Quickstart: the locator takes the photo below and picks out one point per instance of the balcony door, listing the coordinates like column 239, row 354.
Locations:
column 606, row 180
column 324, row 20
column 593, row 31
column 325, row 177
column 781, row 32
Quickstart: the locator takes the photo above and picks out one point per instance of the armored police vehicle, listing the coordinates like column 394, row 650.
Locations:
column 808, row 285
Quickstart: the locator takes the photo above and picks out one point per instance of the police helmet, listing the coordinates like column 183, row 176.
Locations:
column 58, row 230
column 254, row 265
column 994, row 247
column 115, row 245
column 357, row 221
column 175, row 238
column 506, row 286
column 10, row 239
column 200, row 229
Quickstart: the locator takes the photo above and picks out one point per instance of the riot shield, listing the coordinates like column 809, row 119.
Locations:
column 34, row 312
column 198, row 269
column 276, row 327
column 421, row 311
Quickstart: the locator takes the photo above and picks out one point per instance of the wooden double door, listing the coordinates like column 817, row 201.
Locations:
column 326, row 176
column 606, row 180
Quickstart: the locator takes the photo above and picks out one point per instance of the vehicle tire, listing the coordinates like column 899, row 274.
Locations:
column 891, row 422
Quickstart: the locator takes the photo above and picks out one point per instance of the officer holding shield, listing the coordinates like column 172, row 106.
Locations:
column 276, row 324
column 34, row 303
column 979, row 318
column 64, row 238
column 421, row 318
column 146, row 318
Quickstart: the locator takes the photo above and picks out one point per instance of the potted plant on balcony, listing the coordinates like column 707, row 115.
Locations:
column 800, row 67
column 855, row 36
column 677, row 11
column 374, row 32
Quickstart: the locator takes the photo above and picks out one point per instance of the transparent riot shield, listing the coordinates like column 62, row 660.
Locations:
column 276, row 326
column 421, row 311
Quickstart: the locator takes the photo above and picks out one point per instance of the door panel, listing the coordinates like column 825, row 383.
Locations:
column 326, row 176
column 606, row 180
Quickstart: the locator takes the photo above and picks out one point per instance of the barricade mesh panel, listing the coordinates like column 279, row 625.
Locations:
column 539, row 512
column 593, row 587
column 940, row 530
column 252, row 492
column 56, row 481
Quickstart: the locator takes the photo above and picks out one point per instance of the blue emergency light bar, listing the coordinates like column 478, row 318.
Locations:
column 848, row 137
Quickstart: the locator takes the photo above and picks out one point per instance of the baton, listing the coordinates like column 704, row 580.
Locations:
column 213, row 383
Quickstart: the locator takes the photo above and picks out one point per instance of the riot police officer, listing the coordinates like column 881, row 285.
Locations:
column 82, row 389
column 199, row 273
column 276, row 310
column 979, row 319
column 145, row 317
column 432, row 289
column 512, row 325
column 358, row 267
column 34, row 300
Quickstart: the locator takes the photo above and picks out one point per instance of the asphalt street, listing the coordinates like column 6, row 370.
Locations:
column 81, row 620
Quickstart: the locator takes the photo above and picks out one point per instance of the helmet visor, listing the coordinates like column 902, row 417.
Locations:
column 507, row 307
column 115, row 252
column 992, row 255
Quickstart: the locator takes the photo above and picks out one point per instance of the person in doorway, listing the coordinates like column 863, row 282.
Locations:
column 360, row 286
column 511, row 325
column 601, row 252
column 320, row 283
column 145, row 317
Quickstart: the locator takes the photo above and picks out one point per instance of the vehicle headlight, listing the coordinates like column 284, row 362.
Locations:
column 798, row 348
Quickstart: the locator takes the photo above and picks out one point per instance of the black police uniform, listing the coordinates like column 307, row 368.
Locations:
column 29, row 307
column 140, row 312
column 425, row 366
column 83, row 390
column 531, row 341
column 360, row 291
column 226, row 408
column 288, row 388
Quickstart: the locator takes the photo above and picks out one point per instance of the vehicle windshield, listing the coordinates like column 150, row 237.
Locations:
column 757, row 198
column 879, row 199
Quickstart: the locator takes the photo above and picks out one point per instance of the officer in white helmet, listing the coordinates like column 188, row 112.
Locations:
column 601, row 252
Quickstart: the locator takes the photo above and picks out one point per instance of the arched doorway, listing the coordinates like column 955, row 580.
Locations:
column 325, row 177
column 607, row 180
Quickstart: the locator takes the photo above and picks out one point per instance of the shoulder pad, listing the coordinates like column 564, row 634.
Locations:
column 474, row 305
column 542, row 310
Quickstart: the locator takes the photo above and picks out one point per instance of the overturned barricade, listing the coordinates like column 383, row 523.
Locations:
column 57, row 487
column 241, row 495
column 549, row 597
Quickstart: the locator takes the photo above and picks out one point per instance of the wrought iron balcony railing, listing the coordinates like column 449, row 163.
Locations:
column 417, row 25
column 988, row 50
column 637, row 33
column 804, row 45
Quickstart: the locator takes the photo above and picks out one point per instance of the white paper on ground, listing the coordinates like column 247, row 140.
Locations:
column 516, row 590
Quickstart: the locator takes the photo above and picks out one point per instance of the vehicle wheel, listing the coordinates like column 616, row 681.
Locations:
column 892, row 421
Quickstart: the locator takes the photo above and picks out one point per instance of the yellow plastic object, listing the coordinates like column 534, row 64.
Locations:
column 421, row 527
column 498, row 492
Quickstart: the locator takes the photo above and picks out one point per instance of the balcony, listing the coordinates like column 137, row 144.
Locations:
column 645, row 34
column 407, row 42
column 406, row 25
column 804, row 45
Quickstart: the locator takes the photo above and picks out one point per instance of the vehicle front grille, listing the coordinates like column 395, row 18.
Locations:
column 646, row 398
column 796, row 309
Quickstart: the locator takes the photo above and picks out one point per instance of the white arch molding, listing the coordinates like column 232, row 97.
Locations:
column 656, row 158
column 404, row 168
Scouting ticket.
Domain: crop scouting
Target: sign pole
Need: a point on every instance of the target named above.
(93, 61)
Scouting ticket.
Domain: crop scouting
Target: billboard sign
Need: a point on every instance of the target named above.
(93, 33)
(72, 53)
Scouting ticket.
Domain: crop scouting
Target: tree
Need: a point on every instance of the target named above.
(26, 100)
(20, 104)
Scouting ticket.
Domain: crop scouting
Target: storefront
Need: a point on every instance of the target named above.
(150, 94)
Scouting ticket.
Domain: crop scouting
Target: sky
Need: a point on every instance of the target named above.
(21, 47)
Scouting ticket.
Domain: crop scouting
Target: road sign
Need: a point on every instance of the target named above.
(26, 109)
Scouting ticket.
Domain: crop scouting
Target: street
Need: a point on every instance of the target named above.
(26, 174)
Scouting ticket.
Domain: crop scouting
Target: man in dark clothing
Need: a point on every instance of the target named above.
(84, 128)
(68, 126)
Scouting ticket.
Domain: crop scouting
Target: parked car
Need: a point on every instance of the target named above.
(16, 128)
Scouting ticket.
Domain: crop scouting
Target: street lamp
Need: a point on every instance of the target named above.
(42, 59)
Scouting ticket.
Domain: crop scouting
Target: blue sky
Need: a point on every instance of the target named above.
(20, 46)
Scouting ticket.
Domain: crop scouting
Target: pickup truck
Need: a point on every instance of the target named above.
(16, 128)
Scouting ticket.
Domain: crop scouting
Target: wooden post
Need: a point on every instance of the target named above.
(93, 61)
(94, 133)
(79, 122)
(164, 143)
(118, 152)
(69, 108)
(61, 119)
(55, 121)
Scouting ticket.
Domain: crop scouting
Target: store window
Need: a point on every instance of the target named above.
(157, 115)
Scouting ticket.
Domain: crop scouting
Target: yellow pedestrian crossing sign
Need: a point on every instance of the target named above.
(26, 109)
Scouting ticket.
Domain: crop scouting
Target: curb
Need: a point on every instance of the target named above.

______________________________

:: What you will do ::
Write out the whole listing exactly as it stands.

:: Solution for this task ::
Quickstart: the locator takes the photo below and picks out one point per instance of the balcony door, listing the coordinates like column 239, row 354.
Locations:
column 606, row 180
column 324, row 20
column 593, row 31
column 325, row 177
column 781, row 32
Quickstart: the locator takes the photo above and picks out one point per instance of the armored police vehicle, listing the coordinates like column 394, row 650.
Locations:
column 808, row 285
Quickstart: the locator takes the photo above and picks out one point per instance of the police helmet, listing the coordinates like column 183, row 176.
Locations:
column 58, row 230
column 254, row 265
column 994, row 247
column 115, row 245
column 357, row 221
column 175, row 238
column 506, row 286
column 10, row 239
column 200, row 229
Quickstart: the locator takes the photo above and picks out one point per instance of the riot shield, listing the coordinates like column 809, row 119.
Locations:
column 34, row 312
column 198, row 269
column 276, row 327
column 421, row 311
Quickstart: the locator takes the photo above and picks out one point per instance of the wooden double door, listing the coordinates like column 817, row 201.
Locations:
column 326, row 176
column 606, row 180
Quickstart: the locator takes the photo above and picks out one point per instance of the vehicle tire, listing the coordinates like column 899, row 274.
Locations:
column 891, row 422
Quickstart: the locator takes the photo above and picks out one point per instance of the officer holding shield, listing the coordinates like column 172, row 106.
Locations:
column 276, row 324
column 34, row 303
column 979, row 318
column 64, row 238
column 421, row 318
column 146, row 318
Quickstart: the locator takes the photo above and picks out one point per instance of the potted plant on balcony, listing the coordinates like column 707, row 115.
Locations:
column 800, row 67
column 855, row 36
column 677, row 11
column 374, row 32
Quickstart: the locator takes the photo above and picks out one point per instance of the transparent riot shield, listing the coordinates like column 62, row 660.
Locations:
column 276, row 326
column 421, row 311
Quickstart: the locator takes the photo above and picks out one point per instance of the door panel, listing the coordinates like column 825, row 383.
Locations:
column 326, row 176
column 606, row 180
Quickstart: the locator takes the photo above and picks out one point per instance of the barricade mesh panel, listing the coordinates like column 279, row 625.
Locations:
column 539, row 512
column 593, row 587
column 940, row 530
column 252, row 492
column 56, row 481
Quickstart: the locator takes the photo above and picks out one point per instance of the blue emergency light bar, listing the coordinates like column 478, row 318.
Locations:
column 848, row 137
Quickstart: the locator takes the photo above and picks out one point per instance of the baton, listing the coordinates like column 704, row 580.
Locations:
column 213, row 383
Quickstart: the locator takes the photo above and picks out one point per instance of the riot police officer, listing the coordinates like column 881, row 285.
Locations:
column 82, row 389
column 199, row 273
column 276, row 310
column 979, row 319
column 145, row 317
column 432, row 289
column 512, row 325
column 358, row 267
column 34, row 300
Quickstart: the locator takes the photo above and picks out one point per instance of the asphalt street, listing the coordinates like column 6, row 370.
Locations:
column 81, row 620
Quickstart: the locator takes the photo above and picks out one point per instance of the helmet visor, listing the coordinates like column 902, row 417.
Locations:
column 507, row 307
column 115, row 252
column 992, row 255
Quickstart: the locator takes the photo above and picks out one point per instance of the person in doorway, listing the coordinates like column 863, row 282.
Locations:
column 360, row 286
column 511, row 325
column 601, row 252
column 320, row 283
column 145, row 317
Quickstart: the locator takes the photo above and picks out one point per instance of the vehicle headlight, listing the coordinates like column 284, row 362.
Locations:
column 798, row 348
Quickstart: the locator takes the photo above and picks out one point per instance of the black police uniform, listing the coordinates like column 307, row 368.
Locations:
column 29, row 307
column 140, row 312
column 425, row 366
column 83, row 390
column 531, row 341
column 360, row 291
column 226, row 408
column 288, row 388
Quickstart: the locator takes the photo above and picks out one point per instance of the vehicle windshield, listing the coordinates like column 150, row 237.
Locations:
column 757, row 198
column 879, row 199
Quickstart: the locator takes the photo above and picks out one point per instance of the officer in white helmet, listing the coordinates like column 188, row 112.
Locations:
column 601, row 252
Quickstart: the locator takes the photo above and picks out one point per instance of the arched doorway, listing the coordinates like column 955, row 580.
Locations:
column 325, row 177
column 607, row 180
Quickstart: the locator takes the photo above and picks out one point per instance of the shoulder pad, listing the coordinates like column 564, row 634.
Locations:
column 474, row 305
column 542, row 310
Quickstart: the locator takes the photo above and picks out one point per instance of the overturned barricade, listing the coordinates like column 383, row 523.
Locations:
column 57, row 487
column 241, row 495
column 549, row 597
Quickstart: the locator takes the photo above and picks out one point per instance of the wrought iron balcony railing, listing the coordinates like column 449, row 163.
Locations:
column 417, row 25
column 988, row 50
column 637, row 33
column 804, row 45
Quickstart: the locator takes the photo above and picks out one point per instance of the white paper on ground, listing the coordinates like column 247, row 140.
Locations:
column 516, row 590
Quickstart: the locator takes the photo above and picks out one point per instance of the vehicle wheel, listing the coordinates like column 616, row 681.
Locations:
column 892, row 421
Quickstart: the locator takes the photo above and picks out one point per instance of the yellow plastic object, listing the coordinates like column 534, row 64.
Locations:
column 421, row 527
column 498, row 492
Quickstart: the locator takes the photo above and picks out one point per instance of the balcony, listing the coordinates like column 137, row 144.
Locations:
column 645, row 34
column 407, row 42
column 406, row 25
column 804, row 45
Quickstart: the locator takes the photo above and picks out one point per instance of the vehicle front grille, listing the coordinates like column 395, row 18.
Locations:
column 646, row 398
column 796, row 309
Quickstart: the locator takes the photo above and picks out one point per instance of the white arch molding, listing the coordinates like column 232, row 97.
Locations:
column 656, row 158
column 404, row 168
Scouting ticket.
Domain: crop scouting
Target: sign pole
Need: a point on every instance of the target named above.
(93, 61)
Scouting ticket.
Domain: crop scouting
Target: billboard sign
Need: a point on every instance of the target named above.
(93, 33)
(72, 53)
Scouting ticket.
Domain: crop scouting
Target: tree
Need: a point on every instance of the target named above.
(26, 100)
(20, 104)
Scouting ticket.
Domain: crop scouting
Target: storefront
Need: a point on every instance of the target named above.
(150, 94)
Scouting ticket.
Domain: crop scouting
Target: sky
Need: a point on every instance of the target named above.
(21, 47)
Scouting ticket.
Domain: crop scouting
Target: road sign
Need: a point on every instance of the target named above.
(26, 109)
Scouting ticket.
Domain: crop scouting
Target: street
Need: a point on every instance of the target named above.
(26, 174)
Scouting ticket.
Domain: crop scouting
Target: man in dark clothing
Need: a point on every instance of the target named above.
(84, 128)
(68, 126)
Scouting ticket.
Domain: crop scouting
Target: parked car
Need: a point on every instance of the target named above.
(16, 128)
Scouting ticket.
Domain: crop scouting
Target: street lamp
Need: a point on every instance of the target named above.
(42, 59)
Scouting ticket.
Domain: crop scouting
Target: blue sky
Need: a point on every instance of the target named above.
(20, 46)
Scouting ticket.
Domain: crop scouting
Target: pickup truck
Need: a point on every instance of the target named above.
(16, 128)
Scouting ticket.
Domain: crop scouting
Target: wooden post
Need: a point on every instance of the target named above.
(93, 61)
(94, 133)
(79, 122)
(164, 143)
(118, 152)
(69, 108)
(61, 119)
(55, 121)
Scouting ticket.
Domain: crop scouting
Target: store window
Need: a point on every instance of the target named above.
(157, 115)
Scouting ticket.
Domain: crop scouting
Target: yellow pedestrian crossing sign
Need: a point on every instance of the target named above.
(26, 109)
Scouting ticket.
Domain: crop scouting
Target: curb
Need: a point on every instance of the target named above.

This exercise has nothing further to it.